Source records
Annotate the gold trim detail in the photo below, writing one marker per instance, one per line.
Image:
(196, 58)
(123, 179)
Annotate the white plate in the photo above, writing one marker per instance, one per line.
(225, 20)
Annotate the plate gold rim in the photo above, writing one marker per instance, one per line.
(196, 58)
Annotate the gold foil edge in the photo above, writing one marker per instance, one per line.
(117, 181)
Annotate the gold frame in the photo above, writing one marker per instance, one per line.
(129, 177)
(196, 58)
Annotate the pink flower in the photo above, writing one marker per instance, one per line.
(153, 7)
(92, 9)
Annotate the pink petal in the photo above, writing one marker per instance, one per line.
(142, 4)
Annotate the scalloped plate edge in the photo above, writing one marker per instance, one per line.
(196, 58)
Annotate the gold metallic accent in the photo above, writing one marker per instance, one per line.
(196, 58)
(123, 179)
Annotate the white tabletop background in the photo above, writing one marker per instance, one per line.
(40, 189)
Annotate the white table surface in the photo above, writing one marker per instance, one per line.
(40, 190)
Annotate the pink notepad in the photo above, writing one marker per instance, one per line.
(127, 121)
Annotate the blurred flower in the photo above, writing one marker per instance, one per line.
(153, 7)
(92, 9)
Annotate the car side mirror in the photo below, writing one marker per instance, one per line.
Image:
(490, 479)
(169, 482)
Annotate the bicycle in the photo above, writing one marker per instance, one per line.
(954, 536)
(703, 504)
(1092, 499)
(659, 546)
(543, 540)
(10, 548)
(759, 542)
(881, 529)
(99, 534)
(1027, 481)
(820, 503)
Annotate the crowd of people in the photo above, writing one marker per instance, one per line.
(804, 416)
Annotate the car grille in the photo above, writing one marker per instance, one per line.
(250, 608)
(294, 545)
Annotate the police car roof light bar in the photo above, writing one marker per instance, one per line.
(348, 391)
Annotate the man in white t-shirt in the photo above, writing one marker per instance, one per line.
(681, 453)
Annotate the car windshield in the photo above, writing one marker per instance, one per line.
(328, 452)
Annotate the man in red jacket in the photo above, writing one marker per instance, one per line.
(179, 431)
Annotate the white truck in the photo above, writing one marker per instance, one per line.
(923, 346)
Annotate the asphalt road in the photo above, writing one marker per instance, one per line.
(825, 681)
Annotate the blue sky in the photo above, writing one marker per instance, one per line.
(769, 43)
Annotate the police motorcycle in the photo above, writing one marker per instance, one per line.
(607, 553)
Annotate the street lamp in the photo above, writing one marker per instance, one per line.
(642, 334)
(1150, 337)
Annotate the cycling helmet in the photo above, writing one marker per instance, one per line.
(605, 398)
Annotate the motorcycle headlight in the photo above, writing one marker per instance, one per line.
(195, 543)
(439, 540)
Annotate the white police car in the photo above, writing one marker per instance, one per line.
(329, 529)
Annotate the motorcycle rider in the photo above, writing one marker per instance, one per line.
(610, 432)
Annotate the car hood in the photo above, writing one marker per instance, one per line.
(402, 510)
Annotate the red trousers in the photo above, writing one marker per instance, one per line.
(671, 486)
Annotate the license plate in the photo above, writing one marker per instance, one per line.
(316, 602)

:: WHAT THIS TASK INVOLVES ::
In the entries above, locate every line with the word "below" and copy it.

:: YOUR SOLUTION ::
Annotate the gold trim detail in the photo below, writing one marker per instance, one per line.
Annotate the car side mirror in the photo below, writing one marker per instance, one per line.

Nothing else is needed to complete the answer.